But despite the immediate threat which the resurgence of violence
poses to the economy, it is doubtful that the use of force will permanently
quell the uprising. Top military chiefs leading operations in the region have
openly reiterated the futility of using force to resolve the conflict. Military
action can never get to the roots of the crisis which are deep down in the
flawed fiscal structure of the nation’s unjust federalism. Here is a region that
has consistently supplied more than 70 per cent of the nation’s revenue, and 90
per cent of foreign exchange earnings, but has never tasted political power at
the centre. In plundering the oil wealth, the nation has been largely
insensitive to the development needs of the region. There is high incidence of
poverty and unemployment because farmlands and fishing ponds have been destroyed
by pollution. The exploitation of oil in the region has, therefore, fostered a
fertile environment for anger and frustration.
The Delta people had
expected the return of democracy in 1999 to turn the tide in their favour.

WHAT IS NEEDED:
Answer these questions from the excerpt on the Delta region:
1. What share of the nation's revenue has the region consistently supplied?
2. What has destroyed the farmlands and fishing ponds?
3. In what year did the Delta people expect the return of democracy to turn the tide in their favor?

RECORDS SHOWN:
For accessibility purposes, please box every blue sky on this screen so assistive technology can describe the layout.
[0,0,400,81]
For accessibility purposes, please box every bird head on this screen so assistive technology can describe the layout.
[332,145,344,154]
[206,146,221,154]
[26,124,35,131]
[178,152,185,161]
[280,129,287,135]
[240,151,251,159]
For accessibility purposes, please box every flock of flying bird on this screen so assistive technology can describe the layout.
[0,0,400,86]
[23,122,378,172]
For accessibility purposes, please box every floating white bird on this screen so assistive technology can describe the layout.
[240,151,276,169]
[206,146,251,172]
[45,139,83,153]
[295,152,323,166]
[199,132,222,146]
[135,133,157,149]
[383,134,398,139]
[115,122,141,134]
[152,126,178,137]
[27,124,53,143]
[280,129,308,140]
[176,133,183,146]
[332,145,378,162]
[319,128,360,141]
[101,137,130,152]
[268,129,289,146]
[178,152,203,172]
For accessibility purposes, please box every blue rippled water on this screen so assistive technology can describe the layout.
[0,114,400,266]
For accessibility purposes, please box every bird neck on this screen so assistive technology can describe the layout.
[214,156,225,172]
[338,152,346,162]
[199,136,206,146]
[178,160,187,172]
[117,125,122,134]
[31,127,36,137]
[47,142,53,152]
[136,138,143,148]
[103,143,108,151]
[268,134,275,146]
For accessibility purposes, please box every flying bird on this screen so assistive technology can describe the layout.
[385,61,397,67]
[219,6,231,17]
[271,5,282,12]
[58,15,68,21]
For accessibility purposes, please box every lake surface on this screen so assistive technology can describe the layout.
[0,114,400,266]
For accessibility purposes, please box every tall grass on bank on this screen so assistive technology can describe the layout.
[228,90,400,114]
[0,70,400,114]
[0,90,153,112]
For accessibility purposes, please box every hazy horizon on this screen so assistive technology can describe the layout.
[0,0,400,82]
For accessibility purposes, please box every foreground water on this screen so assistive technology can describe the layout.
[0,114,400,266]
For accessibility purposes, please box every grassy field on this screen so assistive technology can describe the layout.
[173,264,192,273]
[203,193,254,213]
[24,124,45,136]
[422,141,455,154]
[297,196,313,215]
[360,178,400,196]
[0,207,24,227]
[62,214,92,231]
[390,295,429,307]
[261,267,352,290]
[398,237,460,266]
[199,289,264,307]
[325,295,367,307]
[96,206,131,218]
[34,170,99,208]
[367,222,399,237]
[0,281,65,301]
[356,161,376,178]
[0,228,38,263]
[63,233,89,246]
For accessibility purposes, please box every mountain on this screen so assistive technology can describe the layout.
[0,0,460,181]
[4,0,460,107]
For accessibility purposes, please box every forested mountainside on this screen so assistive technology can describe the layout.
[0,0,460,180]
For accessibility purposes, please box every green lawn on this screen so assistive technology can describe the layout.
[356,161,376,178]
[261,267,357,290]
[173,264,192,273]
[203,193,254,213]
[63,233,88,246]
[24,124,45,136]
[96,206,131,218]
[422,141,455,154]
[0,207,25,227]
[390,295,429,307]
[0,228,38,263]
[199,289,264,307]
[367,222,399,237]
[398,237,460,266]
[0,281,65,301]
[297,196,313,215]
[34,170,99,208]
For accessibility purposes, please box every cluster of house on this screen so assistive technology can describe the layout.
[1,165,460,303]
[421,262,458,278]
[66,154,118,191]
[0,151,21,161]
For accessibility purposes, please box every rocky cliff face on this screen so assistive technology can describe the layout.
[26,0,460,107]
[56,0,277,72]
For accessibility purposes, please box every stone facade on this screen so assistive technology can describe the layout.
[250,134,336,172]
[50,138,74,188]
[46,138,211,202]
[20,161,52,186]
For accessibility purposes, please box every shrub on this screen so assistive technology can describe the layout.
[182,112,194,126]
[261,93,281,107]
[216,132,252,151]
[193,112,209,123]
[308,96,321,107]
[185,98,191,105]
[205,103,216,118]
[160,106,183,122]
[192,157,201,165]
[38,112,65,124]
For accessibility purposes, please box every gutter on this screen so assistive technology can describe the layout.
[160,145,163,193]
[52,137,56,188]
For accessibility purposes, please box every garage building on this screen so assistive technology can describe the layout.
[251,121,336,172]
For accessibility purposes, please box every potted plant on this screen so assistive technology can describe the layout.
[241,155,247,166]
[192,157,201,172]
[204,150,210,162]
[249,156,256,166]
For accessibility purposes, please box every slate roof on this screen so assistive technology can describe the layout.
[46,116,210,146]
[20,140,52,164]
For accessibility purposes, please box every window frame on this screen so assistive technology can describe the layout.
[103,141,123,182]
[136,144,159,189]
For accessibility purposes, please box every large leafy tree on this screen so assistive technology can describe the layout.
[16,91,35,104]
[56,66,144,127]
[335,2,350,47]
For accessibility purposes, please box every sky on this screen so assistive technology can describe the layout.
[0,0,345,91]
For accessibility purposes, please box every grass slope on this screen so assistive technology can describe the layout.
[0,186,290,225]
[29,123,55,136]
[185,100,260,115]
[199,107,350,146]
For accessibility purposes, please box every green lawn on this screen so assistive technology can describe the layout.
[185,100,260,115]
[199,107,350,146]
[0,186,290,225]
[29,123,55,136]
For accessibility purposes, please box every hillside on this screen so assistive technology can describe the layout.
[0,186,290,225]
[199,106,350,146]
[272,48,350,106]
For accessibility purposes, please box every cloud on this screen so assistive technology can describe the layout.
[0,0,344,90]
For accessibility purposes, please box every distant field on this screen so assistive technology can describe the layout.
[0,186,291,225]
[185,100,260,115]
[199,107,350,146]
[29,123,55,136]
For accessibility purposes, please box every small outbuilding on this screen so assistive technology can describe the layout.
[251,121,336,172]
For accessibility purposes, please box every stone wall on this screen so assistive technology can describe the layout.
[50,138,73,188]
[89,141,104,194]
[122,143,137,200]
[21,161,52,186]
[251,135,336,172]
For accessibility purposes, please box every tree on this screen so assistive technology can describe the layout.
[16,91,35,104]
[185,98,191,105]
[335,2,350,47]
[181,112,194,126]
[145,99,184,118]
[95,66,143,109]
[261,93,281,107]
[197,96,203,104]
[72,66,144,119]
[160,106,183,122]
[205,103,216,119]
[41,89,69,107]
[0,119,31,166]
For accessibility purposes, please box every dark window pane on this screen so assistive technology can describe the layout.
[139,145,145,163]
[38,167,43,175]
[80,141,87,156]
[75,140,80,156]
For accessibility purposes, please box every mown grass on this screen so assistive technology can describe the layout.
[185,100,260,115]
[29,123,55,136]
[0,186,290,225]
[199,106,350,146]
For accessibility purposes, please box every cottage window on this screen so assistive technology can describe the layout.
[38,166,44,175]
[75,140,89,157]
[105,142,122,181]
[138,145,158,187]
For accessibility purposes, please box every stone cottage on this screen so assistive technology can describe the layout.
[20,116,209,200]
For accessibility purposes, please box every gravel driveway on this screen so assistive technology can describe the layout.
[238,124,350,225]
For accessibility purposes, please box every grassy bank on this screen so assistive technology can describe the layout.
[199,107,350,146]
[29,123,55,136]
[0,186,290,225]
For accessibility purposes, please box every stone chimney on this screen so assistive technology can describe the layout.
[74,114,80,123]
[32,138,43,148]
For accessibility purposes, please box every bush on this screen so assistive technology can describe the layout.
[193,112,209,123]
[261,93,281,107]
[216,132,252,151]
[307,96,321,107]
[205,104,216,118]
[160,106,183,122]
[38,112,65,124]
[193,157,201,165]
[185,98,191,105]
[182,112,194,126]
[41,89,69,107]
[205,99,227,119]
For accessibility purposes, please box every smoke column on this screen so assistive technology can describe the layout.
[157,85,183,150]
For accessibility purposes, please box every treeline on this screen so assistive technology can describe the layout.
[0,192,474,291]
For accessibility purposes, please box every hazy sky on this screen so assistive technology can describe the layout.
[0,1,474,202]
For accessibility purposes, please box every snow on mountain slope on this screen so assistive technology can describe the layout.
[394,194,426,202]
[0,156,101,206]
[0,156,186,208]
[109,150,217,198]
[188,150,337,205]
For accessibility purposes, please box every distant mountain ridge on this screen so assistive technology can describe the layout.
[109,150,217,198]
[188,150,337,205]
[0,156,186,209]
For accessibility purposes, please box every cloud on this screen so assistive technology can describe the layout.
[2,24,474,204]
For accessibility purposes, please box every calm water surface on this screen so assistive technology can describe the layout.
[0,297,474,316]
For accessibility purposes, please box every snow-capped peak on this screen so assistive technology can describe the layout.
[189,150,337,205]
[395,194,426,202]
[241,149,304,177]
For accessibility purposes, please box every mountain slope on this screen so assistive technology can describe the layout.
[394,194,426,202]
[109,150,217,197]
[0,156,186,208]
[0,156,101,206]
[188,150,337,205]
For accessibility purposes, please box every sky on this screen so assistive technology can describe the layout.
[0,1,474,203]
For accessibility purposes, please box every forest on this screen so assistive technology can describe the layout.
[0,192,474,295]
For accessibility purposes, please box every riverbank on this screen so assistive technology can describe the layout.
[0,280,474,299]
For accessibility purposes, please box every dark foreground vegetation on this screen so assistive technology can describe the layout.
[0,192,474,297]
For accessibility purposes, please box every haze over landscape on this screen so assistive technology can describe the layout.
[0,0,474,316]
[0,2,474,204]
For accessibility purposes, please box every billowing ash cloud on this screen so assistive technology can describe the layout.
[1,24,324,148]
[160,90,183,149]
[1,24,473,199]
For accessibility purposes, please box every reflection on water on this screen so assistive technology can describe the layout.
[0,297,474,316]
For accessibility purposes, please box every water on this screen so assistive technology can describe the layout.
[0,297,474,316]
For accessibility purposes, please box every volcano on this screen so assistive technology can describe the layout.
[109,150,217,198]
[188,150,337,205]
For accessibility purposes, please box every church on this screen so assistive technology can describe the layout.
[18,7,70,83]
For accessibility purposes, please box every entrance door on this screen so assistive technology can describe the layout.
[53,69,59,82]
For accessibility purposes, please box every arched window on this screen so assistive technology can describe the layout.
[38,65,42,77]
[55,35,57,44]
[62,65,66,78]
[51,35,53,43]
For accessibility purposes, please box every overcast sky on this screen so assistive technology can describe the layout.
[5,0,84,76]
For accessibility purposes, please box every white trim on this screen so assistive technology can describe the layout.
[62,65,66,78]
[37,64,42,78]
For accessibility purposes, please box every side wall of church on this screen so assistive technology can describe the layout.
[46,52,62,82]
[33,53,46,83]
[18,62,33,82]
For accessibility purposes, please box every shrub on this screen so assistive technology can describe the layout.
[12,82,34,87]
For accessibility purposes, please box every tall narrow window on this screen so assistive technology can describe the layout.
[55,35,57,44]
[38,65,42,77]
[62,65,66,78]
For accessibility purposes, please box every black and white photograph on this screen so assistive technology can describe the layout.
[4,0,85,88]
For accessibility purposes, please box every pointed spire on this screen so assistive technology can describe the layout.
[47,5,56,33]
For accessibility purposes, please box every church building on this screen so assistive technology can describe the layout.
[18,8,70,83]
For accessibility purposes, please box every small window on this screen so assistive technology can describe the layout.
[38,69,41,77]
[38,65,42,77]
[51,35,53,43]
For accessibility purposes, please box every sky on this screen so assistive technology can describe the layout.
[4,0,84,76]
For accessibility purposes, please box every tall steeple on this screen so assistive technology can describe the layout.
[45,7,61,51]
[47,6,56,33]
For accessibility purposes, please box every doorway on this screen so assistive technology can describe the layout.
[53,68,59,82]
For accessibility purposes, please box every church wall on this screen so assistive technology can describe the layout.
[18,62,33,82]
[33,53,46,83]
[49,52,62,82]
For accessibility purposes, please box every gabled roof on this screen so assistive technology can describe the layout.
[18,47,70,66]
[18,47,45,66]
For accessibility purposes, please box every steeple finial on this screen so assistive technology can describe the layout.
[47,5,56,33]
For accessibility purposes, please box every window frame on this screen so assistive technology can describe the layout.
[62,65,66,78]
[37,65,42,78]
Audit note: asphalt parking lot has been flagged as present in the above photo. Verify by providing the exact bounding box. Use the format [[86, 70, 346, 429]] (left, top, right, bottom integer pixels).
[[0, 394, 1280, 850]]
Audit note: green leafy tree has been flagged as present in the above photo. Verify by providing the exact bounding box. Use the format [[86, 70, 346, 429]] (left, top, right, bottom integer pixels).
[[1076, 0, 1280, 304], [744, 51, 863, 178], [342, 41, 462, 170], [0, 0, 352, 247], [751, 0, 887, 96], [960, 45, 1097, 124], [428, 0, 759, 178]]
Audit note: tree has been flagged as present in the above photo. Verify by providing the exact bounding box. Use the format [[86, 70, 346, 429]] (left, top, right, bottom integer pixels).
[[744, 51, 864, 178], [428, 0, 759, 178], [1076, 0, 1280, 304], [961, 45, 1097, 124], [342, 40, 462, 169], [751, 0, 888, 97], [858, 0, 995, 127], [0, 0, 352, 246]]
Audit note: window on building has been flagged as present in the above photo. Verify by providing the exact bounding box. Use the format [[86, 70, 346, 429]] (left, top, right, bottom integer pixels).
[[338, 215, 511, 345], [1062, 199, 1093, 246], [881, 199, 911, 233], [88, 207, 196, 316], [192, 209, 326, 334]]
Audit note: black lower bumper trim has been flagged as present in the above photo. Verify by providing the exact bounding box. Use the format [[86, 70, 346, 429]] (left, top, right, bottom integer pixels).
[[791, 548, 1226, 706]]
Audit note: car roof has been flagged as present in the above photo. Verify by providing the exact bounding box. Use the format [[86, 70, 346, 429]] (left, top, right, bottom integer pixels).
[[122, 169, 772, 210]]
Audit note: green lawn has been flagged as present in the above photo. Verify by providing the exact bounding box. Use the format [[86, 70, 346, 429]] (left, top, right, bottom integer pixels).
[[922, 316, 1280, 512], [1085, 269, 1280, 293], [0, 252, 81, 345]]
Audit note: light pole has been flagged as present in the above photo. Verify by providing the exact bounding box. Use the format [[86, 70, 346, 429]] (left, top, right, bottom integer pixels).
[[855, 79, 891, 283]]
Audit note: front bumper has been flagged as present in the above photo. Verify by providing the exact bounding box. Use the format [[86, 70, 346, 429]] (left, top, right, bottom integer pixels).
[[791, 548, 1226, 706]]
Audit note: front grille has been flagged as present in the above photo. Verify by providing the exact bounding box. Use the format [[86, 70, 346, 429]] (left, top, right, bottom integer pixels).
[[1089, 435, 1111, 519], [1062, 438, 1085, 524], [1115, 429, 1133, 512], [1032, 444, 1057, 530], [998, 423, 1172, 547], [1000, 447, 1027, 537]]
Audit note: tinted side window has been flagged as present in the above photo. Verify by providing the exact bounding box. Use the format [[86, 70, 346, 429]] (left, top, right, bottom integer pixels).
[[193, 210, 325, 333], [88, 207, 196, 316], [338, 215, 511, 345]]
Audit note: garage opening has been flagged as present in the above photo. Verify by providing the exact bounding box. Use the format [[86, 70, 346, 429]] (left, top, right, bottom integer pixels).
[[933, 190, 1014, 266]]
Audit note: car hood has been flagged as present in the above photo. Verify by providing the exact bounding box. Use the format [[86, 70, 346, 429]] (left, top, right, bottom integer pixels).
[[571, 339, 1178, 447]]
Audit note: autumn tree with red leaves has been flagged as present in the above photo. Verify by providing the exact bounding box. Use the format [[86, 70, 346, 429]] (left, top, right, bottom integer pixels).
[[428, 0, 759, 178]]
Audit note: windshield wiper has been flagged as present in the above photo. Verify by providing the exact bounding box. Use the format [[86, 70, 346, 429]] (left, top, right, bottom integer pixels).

ANSWER IN FULL:
1. More than 70 percent.
2. Pollution.
3. 1999.